=== What is being asked ===
Where a picture appears in the data below, exclude it; restate everything else word for word.

=== Available data ===
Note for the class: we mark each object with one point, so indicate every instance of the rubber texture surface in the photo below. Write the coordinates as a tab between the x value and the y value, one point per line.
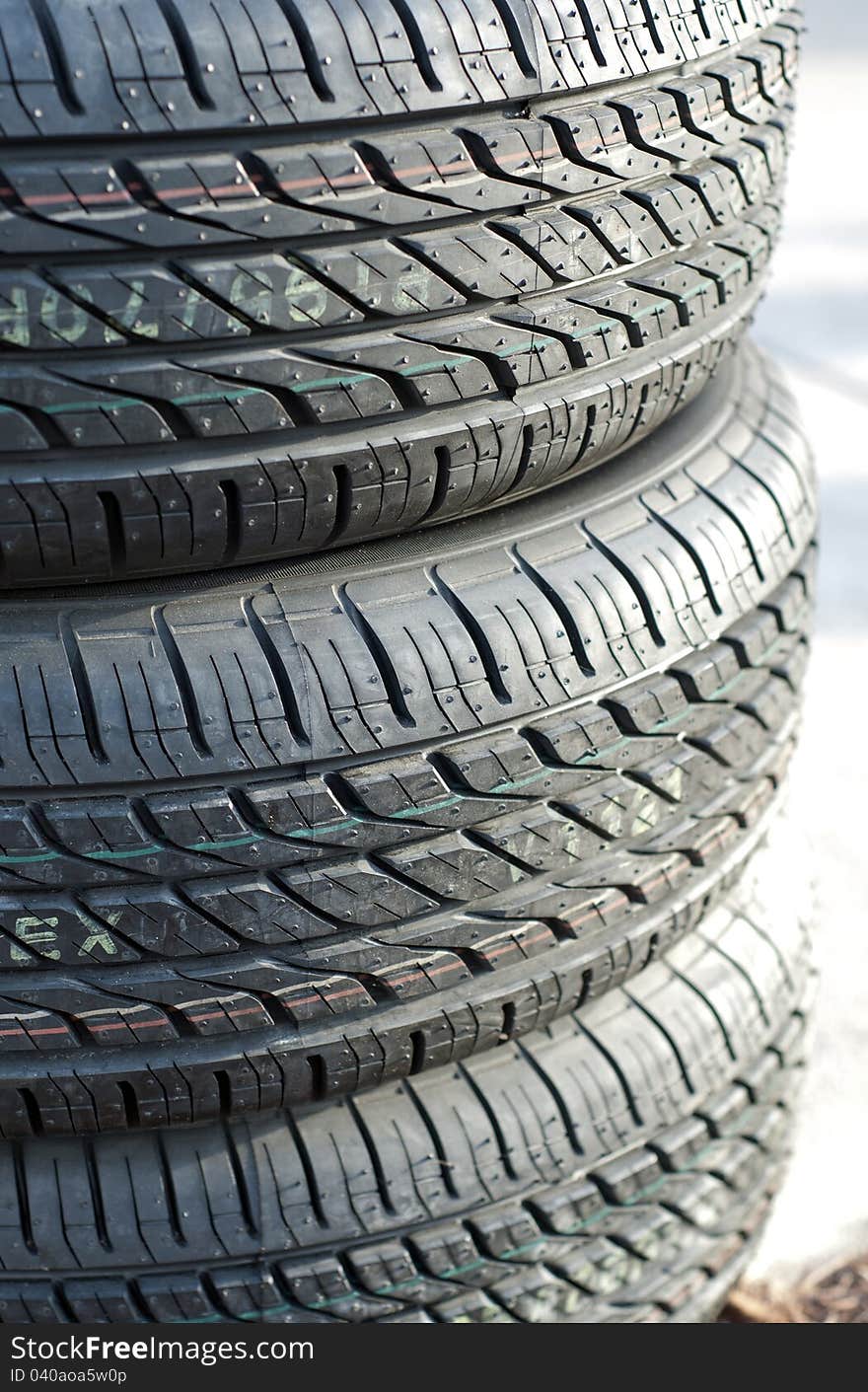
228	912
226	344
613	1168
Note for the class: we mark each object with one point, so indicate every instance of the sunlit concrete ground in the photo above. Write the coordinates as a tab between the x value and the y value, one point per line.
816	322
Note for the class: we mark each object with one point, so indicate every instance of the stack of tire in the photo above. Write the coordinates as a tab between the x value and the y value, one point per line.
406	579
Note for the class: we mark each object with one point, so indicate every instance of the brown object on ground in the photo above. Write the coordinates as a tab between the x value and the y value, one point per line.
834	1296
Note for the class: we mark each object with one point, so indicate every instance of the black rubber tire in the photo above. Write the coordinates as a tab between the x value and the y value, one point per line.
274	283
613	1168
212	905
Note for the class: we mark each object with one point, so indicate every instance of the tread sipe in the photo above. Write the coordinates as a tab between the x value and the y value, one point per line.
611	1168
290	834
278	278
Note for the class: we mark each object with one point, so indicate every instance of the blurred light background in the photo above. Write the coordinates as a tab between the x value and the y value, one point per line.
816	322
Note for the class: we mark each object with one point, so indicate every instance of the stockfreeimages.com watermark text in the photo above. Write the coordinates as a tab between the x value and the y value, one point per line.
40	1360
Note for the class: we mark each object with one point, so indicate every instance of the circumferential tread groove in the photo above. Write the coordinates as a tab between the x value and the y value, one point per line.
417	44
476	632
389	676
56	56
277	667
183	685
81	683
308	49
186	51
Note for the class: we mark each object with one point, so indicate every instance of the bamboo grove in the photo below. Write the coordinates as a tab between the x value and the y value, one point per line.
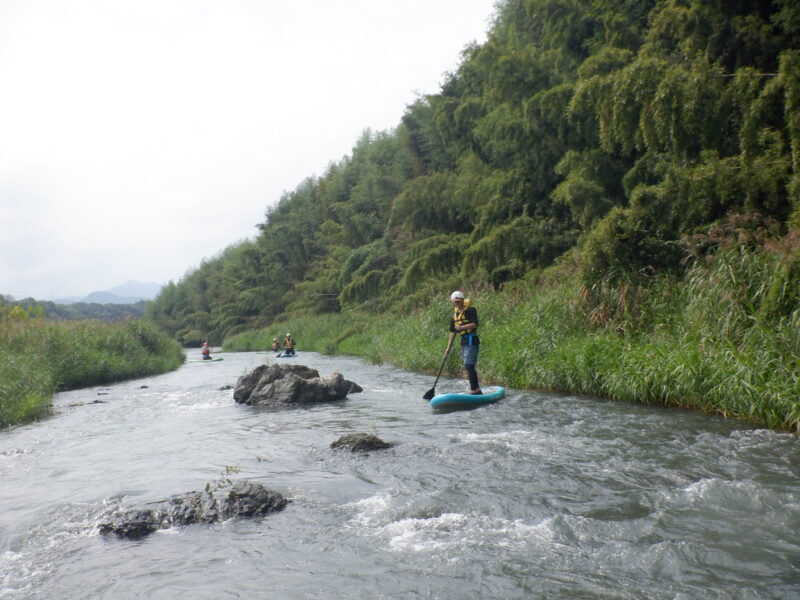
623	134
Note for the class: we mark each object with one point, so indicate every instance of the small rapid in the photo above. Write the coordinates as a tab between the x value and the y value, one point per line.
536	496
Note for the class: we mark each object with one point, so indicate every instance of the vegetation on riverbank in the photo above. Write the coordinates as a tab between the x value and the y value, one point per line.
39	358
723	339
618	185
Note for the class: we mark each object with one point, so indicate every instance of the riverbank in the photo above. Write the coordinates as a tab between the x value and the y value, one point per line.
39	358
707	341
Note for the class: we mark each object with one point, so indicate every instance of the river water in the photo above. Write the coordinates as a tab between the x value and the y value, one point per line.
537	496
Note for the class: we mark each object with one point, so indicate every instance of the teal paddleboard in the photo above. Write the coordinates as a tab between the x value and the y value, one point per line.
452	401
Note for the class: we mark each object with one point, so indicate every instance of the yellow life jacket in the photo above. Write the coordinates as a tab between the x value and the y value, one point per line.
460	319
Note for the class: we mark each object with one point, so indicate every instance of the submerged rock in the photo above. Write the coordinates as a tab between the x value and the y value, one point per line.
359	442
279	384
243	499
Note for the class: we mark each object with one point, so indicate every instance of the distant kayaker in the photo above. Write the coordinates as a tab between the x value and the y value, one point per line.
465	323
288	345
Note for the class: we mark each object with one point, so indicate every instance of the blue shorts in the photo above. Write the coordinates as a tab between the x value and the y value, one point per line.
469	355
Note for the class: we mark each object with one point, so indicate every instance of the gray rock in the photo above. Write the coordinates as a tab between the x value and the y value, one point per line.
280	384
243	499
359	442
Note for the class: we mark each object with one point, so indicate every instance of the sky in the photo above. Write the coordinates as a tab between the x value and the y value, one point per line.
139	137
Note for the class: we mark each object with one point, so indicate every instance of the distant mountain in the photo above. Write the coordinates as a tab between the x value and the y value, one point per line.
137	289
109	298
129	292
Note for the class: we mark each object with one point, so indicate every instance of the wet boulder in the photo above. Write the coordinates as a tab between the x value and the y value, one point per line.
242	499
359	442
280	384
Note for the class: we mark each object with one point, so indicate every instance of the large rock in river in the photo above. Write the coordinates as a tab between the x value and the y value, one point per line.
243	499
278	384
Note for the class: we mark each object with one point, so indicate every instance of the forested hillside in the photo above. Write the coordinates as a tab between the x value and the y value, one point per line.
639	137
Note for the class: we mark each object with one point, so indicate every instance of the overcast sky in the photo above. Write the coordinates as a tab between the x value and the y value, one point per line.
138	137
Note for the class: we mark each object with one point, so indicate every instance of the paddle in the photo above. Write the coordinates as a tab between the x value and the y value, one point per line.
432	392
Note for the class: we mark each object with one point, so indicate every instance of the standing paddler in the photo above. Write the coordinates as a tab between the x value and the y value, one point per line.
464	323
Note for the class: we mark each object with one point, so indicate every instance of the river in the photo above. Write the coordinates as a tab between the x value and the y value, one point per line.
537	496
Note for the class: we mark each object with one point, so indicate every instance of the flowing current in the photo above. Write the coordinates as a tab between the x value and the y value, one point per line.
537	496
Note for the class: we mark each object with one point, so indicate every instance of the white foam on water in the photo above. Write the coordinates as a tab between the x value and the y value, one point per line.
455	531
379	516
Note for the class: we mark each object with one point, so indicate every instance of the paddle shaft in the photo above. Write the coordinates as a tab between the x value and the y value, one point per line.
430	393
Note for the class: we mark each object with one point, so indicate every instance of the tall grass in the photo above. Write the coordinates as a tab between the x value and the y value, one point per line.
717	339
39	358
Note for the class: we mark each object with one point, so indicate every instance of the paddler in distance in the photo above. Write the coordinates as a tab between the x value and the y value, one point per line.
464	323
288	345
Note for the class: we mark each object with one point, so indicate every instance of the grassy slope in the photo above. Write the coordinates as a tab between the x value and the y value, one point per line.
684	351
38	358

=== Your solution ===
Note for the class: we mark each object with one point, so indicate every instance of the rubber texture surface in the photo below. Write the coordinates as a tab between the x value and the y value, one point per line.
228	912
226	344
613	1168
Note for the class: we mark each object with one point, so indicate every instance of the sunlit concrete ground in the photo above. Write the coordinates as a tab between the x value and the y value, one point per line.
816	322
Note for the class: we mark each object with one point, so indicate every instance of the stack of tire in the photo above. Write the coordinates as a tab between the x value and the y value, one point per line.
406	579
Note for the class: we mark each object with one point, so indicate every instance of the brown object on ground in the photo above. Write the coordinates as a tab between the x value and the y value, one point per line.
834	1296
Note for the class: we mark each object with one point, so indicate every instance of the black rubber tire in the photo above. Write the coordinates as a tab between the x value and the y value, one point per line.
274	283
613	1168
212	905
Note for the class: we mark each object with one point, so indicate every instance of the tread sipe in the photo above. Write the coordinates as a tab between the x value and the y value, one point per line.
611	1168
290	834
278	278
Note for the class: we mark each object with one point, so indicate every instance of the blurred light background in the photo above. Write the coordinates as a tab between the x value and the y value, one point per line.
816	322
Note for the class: we mark each object with one point, so indicate every instance of the stockfreeimages.com watermark text in the photo above. Write the coordinates as a tab between the x value and the y value, one point per line.
40	1360
Note for the class: we mark each object with one point, so indicate every instance of the circumferential tread groove in the photo above. Write the coordinates as a tab between the x value and the y value, one point per line.
417	44
476	632
389	676
56	56
277	667
183	685
81	683
308	49
186	51
Note for the class: we mark each object with one point, so indicate every instance of the bamboo grove in the photo below. Write the coordinates as a tab between the x value and the y value, one point per line.
623	134
Note for the class: we mark each object with one point, so indicate every instance of the small rapid in the photo above. Write the coordinates as a tab between the x value and the y value, one point per line.
536	496
Note for the class: we mark each object with one point, so indicate every instance of the vegetation on riverbank in the photo above. Write the coordinates as a tab between the x value and the y value, one point per line.
39	358
723	339
618	185
Note for the class: we mark each object with one point, so indicate every instance of the riverbank in the photo above. Write the coordinates as a tab between the x value and the y value, one point per line.
39	358
707	341
Note for the class: we mark each object with one point, so indicate every instance of the river water in the photo above. Write the coordinates as a tab between the x value and the y value, one point per line.
537	496
Note for the class: we mark each object with one point, so indicate every instance of the teal paddleboard in the photo above. Write the coordinates as a tab between the x value and the y value, one point per line.
452	401
Note for the class: we mark each object with one point, so indicate every instance of the yellow life jacket in the photo above. Write the coordinates as a tab between the x value and the y value, one point per line.
460	319
Note for the class: we mark each object with one point, so indicate every instance of the submerged rock in the photo above. Write the coordinates as a tab between the x value and the y value, one point per line.
359	442
279	384
243	499
Note for the class: we mark each object with one point, so indicate every instance of the distant kayaker in the photo above. Write the coordinates as a tab between the x value and the y value, one point per line.
465	323
288	345
Note for the class: we mark each object with one point, so indicate every instance of the blue shorts in the photo above. Write the coordinates as a tab between the x value and the y value, one point per line.
469	355
Note for the class: we mark each object with one point, so indicate every instance of the gray rock in the photo above. Write the coordinates as a tab between the x value and the y value, one point per line.
280	384
243	499
359	442
Note for the class: we mark each object with one point, so indicate every instance of the sky in the photo above. Write the coordinates as a tab between the x value and the y value, one point per line.
139	137
Note for the class: we mark each object with one point, so indicate every instance of the distant mountain in the photo above. Write the coordinates as a tab between the x value and the y value, one point per line.
137	289
109	298
129	292
Note for the class: we mark each object with one point, so indicate every instance of the wet boulder in the photo above. Write the coordinates as a tab between the x value and the y value, one point per line.
242	499
359	442
280	384
Note for the class: we mark each object with one point, so indicate every instance of the large rock in river in the photo above. Write the coordinates as a tab between the x value and the y value, one point per line.
243	499
278	384
Note for the class: we mark each object with one point, so indicate every instance of the forested hillside in the photo above. Write the coordinates as a tab between the x value and the y value, one point per line.
639	137
Note for the class: we mark each object with one point, so indicate every instance of the overcast sky in the photo above. Write the coordinates as a tab between the x value and the y value, one point per line.
138	137
Note for the class: we mark each object with one point, so indicate every instance of the paddle in the photo above. Write the coordinates as a tab between the x value and the y value, one point per line.
432	392
Note for the class: we mark each object with one point, so indicate every instance of the standing paddler in the photo above. Write the coordinates as a tab between the x value and the y value, one point per line.
464	323
Note for the class: we mark each object with one point, so indicate every instance of the river in the photo above. Write the coordinates as a tab between the x value and the y value, one point per line.
537	496
Note for the class: we mark each object with one point, so indicate every instance of the flowing current in the photo above. Write the coordinates as a tab between the x value and the y value, one point per line.
537	496
Note for the class: we mark each object with one point, so indicate every instance of the white foam on water in the photo above. Write the coordinates as a tab between the x value and the y value, one point per line.
455	531
379	516
Note for the class: we mark each object with one point, so indicate every instance of the paddle shaft in the photo above. Write the coordinates as a tab between the x value and the y value, one point per line.
430	393
Note for the class: we mark each object with one point, so indicate every instance of the tall grass in the photo above. Write the coordinates as a tab between the x value and the y value, one point per line.
717	339
39	358
Note for the class: we mark each object with one point, so indicate every instance of the paddler in distance in the photo above. Write the coordinates as a tab between the x value and the y value, one point per line.
464	323
288	345
Note for the class: we mark each object with one point, so indicate every instance of the grassy slope in the photo above. Write the coordinates as a tab between the x value and the y value, one point per line.
684	351
38	358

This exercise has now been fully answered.